-------- Textauszug --------

Mieter müssen in der Regel den Anschluss ihrer Wohnung an das Fernwärmenetz dulden. Ob sich der Energieverbrauch dadurch verringert, spielt nach einer neuen Entscheidung des Bundesgerichtshofs (BGH) keine Rolle. Beim Berliner Mieterverein hält man das für problematisch.
Geklagt hatte eine Mieterin aus der Siedlung Onkel Toms Hütte. Sie wollte ihre Gasetagenheizung behalten, „weil man sie besser individuell regulieren kann, aber auch aus umweltpolitischen Gründen“, so Barbara von Boroviczeny. „Freiwillig wäre ich nie Kunde eines Konzerns wie Vattenfall geworden“, erklärt sie. Nach Ansicht des BGH ist entscheidend, dass der Einbau einer durch Kraft-Wärme-Kopplung gespeisten Fernheizung Primärenergie einspart (Bundesgerichtshof, 24. September 2008 – VIII ZR 275/07). Auf die Argumente des Mieteranwalts, dass sich durch das Nutzerverhalten der tatsächliche Energieverbrauch in der Wohnung gelegentlich sogar erhöht, ging man bei Gericht nicht ein. Unberücksichtigt blieb auch die Tatsache, dass bei einer Gasetagenheizung nur der eigene Verbrauch zu zahlen ist und es keinen Grundpreis gibt – der Anreiz zum sparsamen Umgang mit der Heizung also größer ist als bei einer mit Fernwärme betriebenen Heizung. „Von diesem Urteil profitieren die Energieerzeuger und die Vermieter, weil sie die Mieten erhöhen und einen vorteilhafteren Energiepass vorlegen können“, so Barbara von Boroviczeny. „Zahlen müssen das die Mieter.“
Die Vermieterverbände begrüßten dagegen die Entscheidung und forder-ten weitere Erleichterungen bei der energetischen Sanierung, etwa eine Beseitigung des Mietminderungsrechts während der Modernisierung. „Für die Mieter ist es schwer nachzuvollziehen, dass sie für eine weniger komfortable Heizung mehr zahlen sollen“, meint Reiner Wild, stellvertretender Hauptgeschäftsführer des Berliner Mietervereins. Er kritisiert außerdem, dass nur der Primärenergiefaktor berücksichtigt wurde, nicht aber der tatsächliche Energieverbrauch. „Diese Auseinandersetzung muss nicht rechtlich, sondern politisch entschieden werden: Die Bundesregierung muss für eine Klarstellung sorgen“, so Wild.

-------- Bereitgestellte Angaben --------

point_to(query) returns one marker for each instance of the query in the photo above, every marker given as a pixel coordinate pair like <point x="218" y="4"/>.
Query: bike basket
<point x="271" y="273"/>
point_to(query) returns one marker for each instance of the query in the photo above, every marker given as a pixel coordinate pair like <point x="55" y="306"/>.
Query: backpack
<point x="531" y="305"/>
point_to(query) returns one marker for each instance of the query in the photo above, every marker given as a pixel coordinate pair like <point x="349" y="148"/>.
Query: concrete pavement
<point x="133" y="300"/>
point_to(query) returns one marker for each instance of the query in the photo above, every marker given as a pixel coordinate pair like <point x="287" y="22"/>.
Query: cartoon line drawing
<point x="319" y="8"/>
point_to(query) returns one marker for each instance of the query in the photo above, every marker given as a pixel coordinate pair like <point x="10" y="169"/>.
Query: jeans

--------

Aufgabe: Übernehmen Sie aus dem Text zum Fernwärme-Urteil wortgetreu die Passage von „Mieter müssen in“ bis „das für problematisch.“. Maßgeblich ist allein der Text zum Fernwärme-Urteil.

Schriftliche Antwort:
Mieter müssen in der Regel den Anschluss ihrer Wohnung an das Fernwärmenetz dulden. Ob sich der Energieverbrauch dadurch verringert, spielt nach einer neuen Entscheidung des Bundesgerichtshofs (BGH) keine Rolle. Beim Berliner Mieterverein hält man das für problematisch.